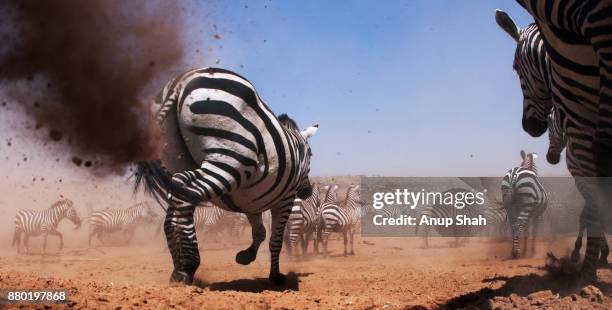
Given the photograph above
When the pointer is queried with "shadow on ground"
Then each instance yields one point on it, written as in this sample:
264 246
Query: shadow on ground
256 285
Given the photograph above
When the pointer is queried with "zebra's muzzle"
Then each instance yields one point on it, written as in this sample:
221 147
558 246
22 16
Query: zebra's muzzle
534 126
305 192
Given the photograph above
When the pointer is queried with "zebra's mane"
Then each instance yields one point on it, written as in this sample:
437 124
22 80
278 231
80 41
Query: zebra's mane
62 202
288 122
529 163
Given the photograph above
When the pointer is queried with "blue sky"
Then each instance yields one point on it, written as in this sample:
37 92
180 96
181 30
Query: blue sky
421 88
400 88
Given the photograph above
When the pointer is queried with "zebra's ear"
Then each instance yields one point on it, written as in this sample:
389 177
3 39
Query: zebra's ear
507 24
310 131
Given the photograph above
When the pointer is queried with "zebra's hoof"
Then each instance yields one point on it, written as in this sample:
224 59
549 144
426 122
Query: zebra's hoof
603 262
278 278
181 277
245 257
553 158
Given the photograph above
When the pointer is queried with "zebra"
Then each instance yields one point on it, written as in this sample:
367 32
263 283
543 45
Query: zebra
304 220
525 200
342 218
104 222
34 223
575 95
229 149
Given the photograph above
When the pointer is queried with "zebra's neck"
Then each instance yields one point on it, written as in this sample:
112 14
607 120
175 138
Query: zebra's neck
529 163
57 212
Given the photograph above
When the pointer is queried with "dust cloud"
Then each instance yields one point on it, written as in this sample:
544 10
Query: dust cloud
85 65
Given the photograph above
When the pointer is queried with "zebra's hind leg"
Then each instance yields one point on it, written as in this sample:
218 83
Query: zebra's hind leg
575 257
605 250
351 239
45 235
182 242
61 237
258 233
305 237
279 221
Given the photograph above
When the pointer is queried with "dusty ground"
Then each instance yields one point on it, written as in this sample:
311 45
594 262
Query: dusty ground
385 273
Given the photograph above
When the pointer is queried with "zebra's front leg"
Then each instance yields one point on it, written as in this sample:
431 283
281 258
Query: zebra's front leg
578 244
279 221
26 241
182 242
351 239
258 233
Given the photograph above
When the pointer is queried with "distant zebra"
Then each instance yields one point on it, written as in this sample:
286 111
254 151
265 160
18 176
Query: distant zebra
574 92
104 222
34 223
227 147
441 210
525 201
304 220
342 218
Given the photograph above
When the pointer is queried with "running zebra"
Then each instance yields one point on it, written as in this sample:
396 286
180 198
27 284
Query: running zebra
342 218
442 210
304 220
33 223
227 147
104 222
576 96
525 201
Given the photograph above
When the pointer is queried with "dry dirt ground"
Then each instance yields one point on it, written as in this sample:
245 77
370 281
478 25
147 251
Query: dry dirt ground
386 273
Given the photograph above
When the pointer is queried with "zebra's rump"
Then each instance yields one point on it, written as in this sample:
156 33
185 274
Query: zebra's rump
336 217
107 220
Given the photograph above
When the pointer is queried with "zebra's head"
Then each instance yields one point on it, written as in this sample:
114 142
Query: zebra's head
532 65
528 161
71 214
303 152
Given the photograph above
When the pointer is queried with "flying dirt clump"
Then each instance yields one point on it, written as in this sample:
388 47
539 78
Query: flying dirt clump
94 58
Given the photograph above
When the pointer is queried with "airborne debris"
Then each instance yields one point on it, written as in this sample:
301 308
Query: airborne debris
77 161
55 134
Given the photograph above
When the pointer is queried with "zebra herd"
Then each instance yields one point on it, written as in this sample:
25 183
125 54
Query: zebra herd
320 215
224 146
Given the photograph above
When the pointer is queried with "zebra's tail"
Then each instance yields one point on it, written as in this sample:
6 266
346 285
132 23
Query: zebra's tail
157 182
16 236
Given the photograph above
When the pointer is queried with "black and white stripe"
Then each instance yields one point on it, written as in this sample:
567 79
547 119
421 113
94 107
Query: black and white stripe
459 232
241 157
33 223
575 37
342 218
305 219
125 220
525 201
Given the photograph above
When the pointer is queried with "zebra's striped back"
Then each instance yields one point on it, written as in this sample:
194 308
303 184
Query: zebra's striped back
110 220
34 222
338 218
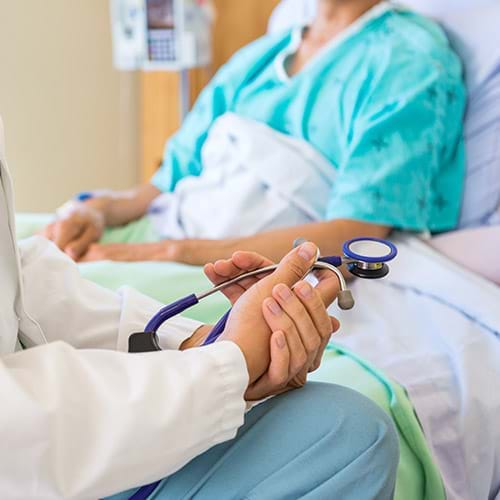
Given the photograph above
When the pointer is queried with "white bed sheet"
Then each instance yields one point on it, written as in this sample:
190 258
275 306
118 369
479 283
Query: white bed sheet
435 328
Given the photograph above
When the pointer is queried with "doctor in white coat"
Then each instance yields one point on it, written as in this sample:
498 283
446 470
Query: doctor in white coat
80 419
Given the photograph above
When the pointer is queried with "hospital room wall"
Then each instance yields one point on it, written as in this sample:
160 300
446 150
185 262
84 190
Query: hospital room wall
71 120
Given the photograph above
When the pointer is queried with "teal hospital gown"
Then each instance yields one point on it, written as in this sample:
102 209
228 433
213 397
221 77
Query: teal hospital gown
383 102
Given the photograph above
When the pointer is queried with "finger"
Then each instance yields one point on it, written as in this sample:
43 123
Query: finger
248 261
312 301
328 286
277 319
274 381
317 362
294 266
232 292
80 245
299 314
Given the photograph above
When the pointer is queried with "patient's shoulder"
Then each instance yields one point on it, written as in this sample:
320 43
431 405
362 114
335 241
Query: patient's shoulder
413 37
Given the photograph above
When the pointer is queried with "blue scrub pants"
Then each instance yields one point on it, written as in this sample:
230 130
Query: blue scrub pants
320 442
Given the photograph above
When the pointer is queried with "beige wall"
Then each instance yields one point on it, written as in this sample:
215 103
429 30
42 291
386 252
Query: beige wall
70 119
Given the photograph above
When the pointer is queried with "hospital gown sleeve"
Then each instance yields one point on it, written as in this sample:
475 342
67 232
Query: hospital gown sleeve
403 165
182 154
86 423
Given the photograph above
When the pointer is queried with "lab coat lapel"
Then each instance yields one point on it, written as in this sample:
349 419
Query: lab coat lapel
9 198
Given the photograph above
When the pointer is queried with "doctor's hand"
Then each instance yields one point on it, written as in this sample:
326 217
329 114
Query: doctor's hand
301 330
304 315
239 263
76 230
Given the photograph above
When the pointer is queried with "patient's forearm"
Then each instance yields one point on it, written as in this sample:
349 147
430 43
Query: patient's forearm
121 207
329 236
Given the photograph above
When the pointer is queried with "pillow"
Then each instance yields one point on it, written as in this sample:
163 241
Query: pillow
473 29
474 249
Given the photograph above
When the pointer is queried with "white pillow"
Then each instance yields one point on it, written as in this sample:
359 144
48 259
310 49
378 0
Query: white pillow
473 27
475 249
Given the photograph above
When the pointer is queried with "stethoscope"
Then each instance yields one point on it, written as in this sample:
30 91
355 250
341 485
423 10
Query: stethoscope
365 258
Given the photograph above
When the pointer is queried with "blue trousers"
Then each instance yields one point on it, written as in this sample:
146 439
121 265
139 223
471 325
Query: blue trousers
320 442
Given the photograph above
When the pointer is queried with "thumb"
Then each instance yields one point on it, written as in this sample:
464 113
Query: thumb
294 266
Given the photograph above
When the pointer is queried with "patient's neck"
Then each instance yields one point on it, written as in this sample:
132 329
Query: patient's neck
336 15
333 17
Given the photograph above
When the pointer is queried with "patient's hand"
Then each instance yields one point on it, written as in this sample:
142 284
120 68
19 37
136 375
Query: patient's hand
270 305
76 230
240 262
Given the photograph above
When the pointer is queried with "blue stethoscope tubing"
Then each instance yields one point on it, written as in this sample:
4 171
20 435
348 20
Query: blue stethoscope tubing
350 258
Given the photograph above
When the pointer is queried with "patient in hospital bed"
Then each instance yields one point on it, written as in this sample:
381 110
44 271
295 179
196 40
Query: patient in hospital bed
349 126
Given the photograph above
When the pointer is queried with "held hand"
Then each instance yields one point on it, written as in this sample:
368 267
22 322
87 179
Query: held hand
240 262
247 326
74 232
302 329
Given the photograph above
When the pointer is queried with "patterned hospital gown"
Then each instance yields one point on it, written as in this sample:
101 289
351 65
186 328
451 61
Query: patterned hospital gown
383 102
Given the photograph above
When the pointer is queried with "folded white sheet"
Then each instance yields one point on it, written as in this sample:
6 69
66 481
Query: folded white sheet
254 179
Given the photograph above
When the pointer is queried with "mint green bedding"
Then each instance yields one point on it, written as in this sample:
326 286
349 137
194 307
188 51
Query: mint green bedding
418 476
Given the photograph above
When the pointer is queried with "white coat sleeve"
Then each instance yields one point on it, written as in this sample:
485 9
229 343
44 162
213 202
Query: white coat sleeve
85 423
81 313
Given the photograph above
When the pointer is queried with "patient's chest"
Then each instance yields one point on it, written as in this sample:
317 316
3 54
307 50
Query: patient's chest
317 105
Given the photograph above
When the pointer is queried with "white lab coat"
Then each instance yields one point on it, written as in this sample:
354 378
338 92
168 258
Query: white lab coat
77 418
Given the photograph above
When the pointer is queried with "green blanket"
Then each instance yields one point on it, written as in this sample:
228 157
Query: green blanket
418 476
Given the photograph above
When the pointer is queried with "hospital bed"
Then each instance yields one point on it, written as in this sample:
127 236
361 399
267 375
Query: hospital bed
426 339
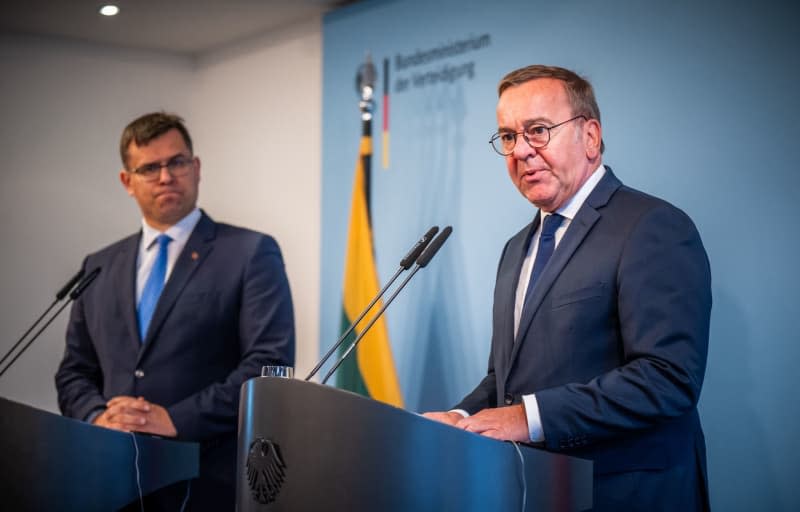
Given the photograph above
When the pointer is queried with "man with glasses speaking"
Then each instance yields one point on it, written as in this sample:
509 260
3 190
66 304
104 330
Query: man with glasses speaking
601 310
181 314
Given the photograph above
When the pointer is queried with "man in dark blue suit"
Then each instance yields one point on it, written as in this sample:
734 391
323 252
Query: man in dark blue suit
601 310
222 310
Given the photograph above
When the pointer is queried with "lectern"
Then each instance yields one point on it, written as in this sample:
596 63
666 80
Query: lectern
49 462
304 446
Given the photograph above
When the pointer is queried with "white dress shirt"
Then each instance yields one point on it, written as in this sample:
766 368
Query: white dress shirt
148 249
568 211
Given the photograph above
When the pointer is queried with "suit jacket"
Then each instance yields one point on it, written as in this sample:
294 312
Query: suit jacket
614 340
225 311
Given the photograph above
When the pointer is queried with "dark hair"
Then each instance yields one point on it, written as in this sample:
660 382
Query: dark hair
148 127
579 91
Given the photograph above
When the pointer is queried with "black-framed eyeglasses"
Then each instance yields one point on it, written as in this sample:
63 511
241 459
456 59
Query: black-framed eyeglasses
536 135
178 166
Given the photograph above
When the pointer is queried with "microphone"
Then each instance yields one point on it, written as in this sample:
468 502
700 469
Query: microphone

◆ ◆ ◆ ◆ ◆

> [What to work on]:
Go line by line through the data, copying each one that contains the word "microphone".

> [Result below]:
When the pointer is queried with "microphone"
Query: microphone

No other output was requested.